INSTRUCTIONS FOR THE TASK >> What follows is a block of records; restate each one word for word.
[INPUT DATA]
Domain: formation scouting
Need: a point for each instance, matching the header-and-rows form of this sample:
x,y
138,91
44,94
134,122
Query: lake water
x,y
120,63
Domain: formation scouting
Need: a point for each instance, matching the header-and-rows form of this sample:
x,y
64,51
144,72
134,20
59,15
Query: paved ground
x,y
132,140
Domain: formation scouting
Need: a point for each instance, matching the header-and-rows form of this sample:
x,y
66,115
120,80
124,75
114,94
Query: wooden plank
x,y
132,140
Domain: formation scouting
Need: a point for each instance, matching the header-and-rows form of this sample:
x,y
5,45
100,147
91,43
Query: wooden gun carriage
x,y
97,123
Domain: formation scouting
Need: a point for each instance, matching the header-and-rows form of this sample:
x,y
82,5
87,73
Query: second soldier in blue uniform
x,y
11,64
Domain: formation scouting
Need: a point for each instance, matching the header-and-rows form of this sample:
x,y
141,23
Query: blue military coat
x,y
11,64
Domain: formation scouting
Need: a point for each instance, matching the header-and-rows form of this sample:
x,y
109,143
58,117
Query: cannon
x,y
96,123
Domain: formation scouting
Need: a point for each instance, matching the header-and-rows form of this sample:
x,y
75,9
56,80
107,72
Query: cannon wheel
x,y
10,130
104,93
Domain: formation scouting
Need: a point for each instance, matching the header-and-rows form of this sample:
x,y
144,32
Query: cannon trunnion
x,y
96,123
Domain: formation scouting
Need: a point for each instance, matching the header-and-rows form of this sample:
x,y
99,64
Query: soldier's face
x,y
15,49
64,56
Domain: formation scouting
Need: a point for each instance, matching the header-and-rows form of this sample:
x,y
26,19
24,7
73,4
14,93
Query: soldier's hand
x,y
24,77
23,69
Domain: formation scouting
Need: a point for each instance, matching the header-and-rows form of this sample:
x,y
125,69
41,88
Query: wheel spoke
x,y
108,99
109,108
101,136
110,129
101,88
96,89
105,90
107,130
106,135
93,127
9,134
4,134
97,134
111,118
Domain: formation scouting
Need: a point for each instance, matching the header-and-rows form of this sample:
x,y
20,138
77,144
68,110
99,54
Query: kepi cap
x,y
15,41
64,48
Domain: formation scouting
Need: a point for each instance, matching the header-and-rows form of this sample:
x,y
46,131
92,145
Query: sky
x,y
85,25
[/INPUT DATA]
PROBLEM SOLUTION >>
Domain: formation scouting
Need: a point for each instance, matching the header-and-rows form of this sample:
x,y
138,91
44,94
134,122
Query: lake water
x,y
120,63
Domain: formation scouting
Need: a point for each instance, matching the header-and-rows form of this sample:
x,y
64,51
144,72
134,20
59,15
Query: paved ground
x,y
132,140
Domain: formation scouting
Need: a point for each instance, matching the header-and-rows form of this sample:
x,y
66,115
120,80
124,75
114,94
Query: wooden plank
x,y
132,140
Domain: formation scouting
Need: a point for each instance, matching the header-and-rows form of this sample:
x,y
5,45
100,147
91,43
Query: wooden gun carriage
x,y
97,123
Domain: formation scouting
Need: a point for each instance, matching the header-and-rows form of this sample:
x,y
82,5
87,73
Query: second soldier in blue uniform
x,y
11,64
Domain: formation scouting
Need: a point for each instance, matching the header-and-rows form of this sample:
x,y
141,23
Query: blue military coat
x,y
11,64
Domain: formation scouting
Need: a point for each instance, matching the header-and-rows form of this sample:
x,y
109,143
58,117
Query: cannon
x,y
96,123
Domain: formation scouting
Need: a point for each instance, matching the header-and-rows form of this sample:
x,y
75,9
56,80
107,72
Query: cannon wheel
x,y
10,130
104,93
Domain: formation scouting
Need: a point for each instance, matching the header-and-rows form of this sample:
x,y
144,32
Query: cannon trunnion
x,y
96,123
Domain: formation scouting
Need: a point for each instance, matching the header-and-rows form of this sample:
x,y
99,64
Query: soldier's face
x,y
15,49
64,56
Domain: formation scouting
Need: a point for each instance, matching the header-and-rows form of this sample:
x,y
26,19
24,7
73,4
14,93
Query: soldier's hand
x,y
24,77
23,69
Domain: formation scouting
Need: a point for each instance, matching the header-and-rows form of this sample:
x,y
125,69
41,88
Query: wheel spoke
x,y
108,99
109,108
101,136
110,129
101,88
96,89
105,90
107,130
106,135
93,127
9,134
4,134
97,134
111,118
Domain: formation scouting
Need: a point for each instance, matching the header-and-rows form of this sample:
x,y
20,138
77,144
68,110
99,54
Query: kepi cap
x,y
15,41
64,48
Domain: formation scouting
Need: a point for each instance, matching the header-and-rows form of this sample:
x,y
46,131
92,145
Query: sky
x,y
85,25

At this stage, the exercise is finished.